Document text:
= = = = =
The logical extension of Bandura’s social learning theory was into the realm of mass media effects. The theory was used to explain how adults and children both learn to engage in various behaviors that they see modeled on television or through other mass media. Social learning theory gave way to modeling theory (explaining how and under what conditions individuals adopt behaviors portrayed in the media) which subsequently gave way to the broader social cognitive theory, which focused on the “cognitive processes involved in social learning”. These theories were used to explain, for example, why and how children imitate violent behavior as seen on television or from the adults around them, given that they identify with these ‘characters’ and expect some type of reward (good or ‘bad’) from an imitation of the behavior.
But do humans only stand to learn from other people in their social circles or in the media? When I think of “observing the behaviors of others”, I can’t help but think beyond the borders of our own kind… into the realm of Mother Nature with all her wonderfully complex creatures and biological processes. What about learning from these processes? They sure are just as ubiquitous (even more so!) as mass media, and as observable as any behavior of the social companions around us.
I’m talking about biomimicry… a special case of learning and imitating the behaviors and physics of the natural world around us. As Scitable’s Doaa Tawfik recently pointed out, scientists and engineers today learn such things as how to make the rotor blades of wind turbines and helicopters more efficient by imitating the dynamics of humpback whale fins! Now if we can learn from these giant swimming mammals how to improve some of our more complex technological innovations, we can learn from almost anything. And psychology scholars really used to think that we learned only from trial and error!
= = = = =
Source data:

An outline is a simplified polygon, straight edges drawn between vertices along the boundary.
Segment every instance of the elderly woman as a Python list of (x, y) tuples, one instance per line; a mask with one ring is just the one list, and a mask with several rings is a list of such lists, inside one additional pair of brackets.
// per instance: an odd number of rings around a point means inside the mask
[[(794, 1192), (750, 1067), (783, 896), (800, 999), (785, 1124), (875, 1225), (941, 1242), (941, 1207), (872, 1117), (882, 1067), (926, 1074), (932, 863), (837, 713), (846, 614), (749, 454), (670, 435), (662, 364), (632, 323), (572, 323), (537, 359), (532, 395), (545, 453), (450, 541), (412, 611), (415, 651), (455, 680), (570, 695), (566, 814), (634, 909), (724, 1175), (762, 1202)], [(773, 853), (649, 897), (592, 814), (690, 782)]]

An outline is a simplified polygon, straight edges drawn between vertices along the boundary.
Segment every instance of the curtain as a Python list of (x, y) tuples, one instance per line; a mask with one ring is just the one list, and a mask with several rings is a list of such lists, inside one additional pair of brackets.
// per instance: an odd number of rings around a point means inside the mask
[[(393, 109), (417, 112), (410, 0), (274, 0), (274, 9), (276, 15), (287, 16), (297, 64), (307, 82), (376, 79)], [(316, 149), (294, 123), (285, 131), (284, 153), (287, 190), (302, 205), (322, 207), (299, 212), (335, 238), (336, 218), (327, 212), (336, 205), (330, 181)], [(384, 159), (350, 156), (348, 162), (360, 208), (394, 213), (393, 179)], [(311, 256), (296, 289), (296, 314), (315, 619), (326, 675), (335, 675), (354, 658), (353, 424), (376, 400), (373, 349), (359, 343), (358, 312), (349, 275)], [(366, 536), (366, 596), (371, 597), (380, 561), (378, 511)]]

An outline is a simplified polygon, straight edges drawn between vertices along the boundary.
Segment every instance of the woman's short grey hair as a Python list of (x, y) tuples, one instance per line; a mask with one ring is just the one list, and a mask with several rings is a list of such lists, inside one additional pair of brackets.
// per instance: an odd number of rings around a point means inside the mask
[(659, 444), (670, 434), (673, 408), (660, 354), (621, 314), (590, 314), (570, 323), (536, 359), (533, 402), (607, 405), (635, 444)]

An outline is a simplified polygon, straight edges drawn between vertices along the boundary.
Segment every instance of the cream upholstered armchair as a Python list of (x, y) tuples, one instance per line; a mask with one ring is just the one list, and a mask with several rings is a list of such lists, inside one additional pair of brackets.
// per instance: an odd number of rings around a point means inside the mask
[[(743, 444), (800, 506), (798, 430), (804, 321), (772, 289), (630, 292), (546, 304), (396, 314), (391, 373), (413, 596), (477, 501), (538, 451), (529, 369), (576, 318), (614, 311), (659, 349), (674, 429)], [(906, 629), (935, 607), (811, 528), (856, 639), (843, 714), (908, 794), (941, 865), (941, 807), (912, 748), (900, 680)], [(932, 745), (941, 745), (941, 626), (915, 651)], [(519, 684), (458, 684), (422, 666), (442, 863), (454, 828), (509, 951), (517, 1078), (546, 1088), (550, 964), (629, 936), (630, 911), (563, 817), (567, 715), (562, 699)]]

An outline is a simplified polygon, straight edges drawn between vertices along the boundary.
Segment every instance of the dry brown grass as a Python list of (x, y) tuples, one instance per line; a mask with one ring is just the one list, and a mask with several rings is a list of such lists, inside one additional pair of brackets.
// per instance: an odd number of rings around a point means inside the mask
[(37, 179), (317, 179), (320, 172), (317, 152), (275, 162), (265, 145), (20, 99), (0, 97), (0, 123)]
= = = = =
Exercise instructions:
1. Using the text on social learning theory, decide whether each statement agrees with it: (a) modeling theory was later replaced by the broader social cognitive theory; (b) engineers make rotor blades more efficient by imitating dolphin fins; (c) these theories were used to explain why children imitate violent behavior seen on television. Answer yes or no for each and quote the deciding words.
2. In the text on social learning theory, shorten the paragraph beginning "I’m talking about biomimicry" and keep its main facts.
3. From the text on social learning theory, transcribe the stretch from "But do humans" through "companions around us.".

Solutions in order:
1.
(a) Yes: "which subsequently gave way to the broader social cognitive theory"
(b) No: "by imitating the dynamics of humpback whale fins"
(c) Yes: "why and how children imitate violent behavior as seen on television"

2. Biomimicry means learning from and imitating the behaviors and physics of the natural world. Scitable's Doaa Tawfik noted that scientists and engineers make the rotor blades of wind turbines and helicopters more efficient by imitating the dynamics of humpback whale fins. If we can learn from these mammals how to improve complex technology, we can learn from almost anything, though psychology scholars once thought we learned only from trial and error.

3.
But do humans only stand to learn from other people in their social circles or in the media? When I think of “observing the behaviors of others”, I can’t help but think beyond the borders of our own kind… into the realm of Mother Nature with all her wonderfully complex creatures and biological processes. What about learning from these processes? They sure are just as ubiquitous (even more so!) as mass media, and as observable as any behavior of the social companions around us.